** Prompt **
According to the profile of Jeremy Boulton, which workhouse's inhabitants is the Pauper Lives project reconstructing?

** Source document **
Professor Jeremy Boulton
Professor of Urban History

Office hours: On leave in semester 1, 2014/15

 I am a historian of early modern London. I have published widely on many aspects of the capital’s economy, society and demography between 1550 and 1825. I am currently working on welfare and demography in Georgian Westminster. Since 2004 I have been leading the Pauper Lives project (http://research.ncl.ac.uk/pauperlives), which is based on reconstructing the lives of those who inhabited the large parish workhouse of St Martin-in-the-Fields in London’s West End (1725-1824). This research has been twice funded by the ESRC and also by the Wellcome Trust.

I was educated at St Andrew’s University and received my PHD from Cambridge University in 1983. I was a Fellow of New Hall, Cambridge (1982-1990) and a Research Associate at the Cambridge Population Group (1985-1990). I moved to Newcastle in 1990. I was Head of School (2003-8) and Director of the Newcastle Branch of the Northern Centre for the History of Medicine (2009-10).

I am a Fellow of the Royal Historical Society. I have been a member of the AHRC Peer Review College, and am currently a member of the ESRC Peer Review College. I was elected to the Academy of Social Sciences in 2009.

 

Research interests

My main area of research is based on the Pauper Lives Project. This on-going research aims to reconstruct the lives of those who inhabited the large parish workhouse of St Martin-in-the-Fields in London’s West End (1725-1824).  The project is interdisciplinary. Outputs, to date, have included articles on the history of the elderly, the health and mortality of workhouse inmates, the treatment of lunatics, pauper life cycles, the impact of the law of settlement and the changing welfare priorities during the period. Recent funding has focused on analysing the demography of the parish. This research has been funded  twice by the ESRC and once by the Wellcome Trust. A related Leverhulme-funded project started in January 2013 this looks at the mortality regime in Manchester 1750-1850.

Funded projects

 'Mortality and epidemiological change in Manchester, 1750-1850', Leverhulme Trust, with Romola Davenport, 2013-2015.

‘Infant Mortality by Social Status in London: The Baptism Fee Books of St Martin-in-the-Fields’, ESRC award with Romola Davenport (Cambridge). 2011 to September 2013.

‘Death, Disease and the Environment: contextualising individual causes of death in London, 1747-1825’, Wellcome Trust Award with Leonard Schwarz (Birmingham), 2007-2011.

‘The Lives of the Poor in the West End of London 1724-1824’, ESRC award with Leonard Schwarz (Birmingham), 2004-2007.

Projects

Undergraduate Teaching

I have run the following undergraduate courses in the last five years:
HIS2114 Death, dying and the dead in early modern England
HIS2081 A Protestant Nation in Crisis: British History 1560-1688
HIS3119 The Wages of Sin? Venereal Disease in Early Modern England (1500-1800)
HIS3118 Hogarth! The artist and his life in Georgian London, 1697-1764

I also contribute to HIS3008 Reading History and supervising undergraduate dissertations. 

Postgraduate Teaching

I used to run HIS8028 'Death cultures in early modern England' for the MA British History. I now lead the module 'HIS8105 Reform and resistance in England 1700-1939'.

I currently supervise two graduate students: Caroline Nielsen studying disability and the Chelsea Hospital in the eighteenth century; Cara Middlemass, who is studying memorial jewellery in early modern England.

** Information supplied **
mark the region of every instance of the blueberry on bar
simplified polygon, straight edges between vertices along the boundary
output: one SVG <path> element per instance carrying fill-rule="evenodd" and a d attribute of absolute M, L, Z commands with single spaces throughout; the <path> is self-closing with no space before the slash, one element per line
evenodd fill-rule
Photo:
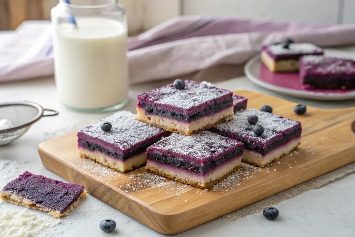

** Your solution **
The large parish workhouse of St Martin-in-the-Fields in London's West End (1725-1824).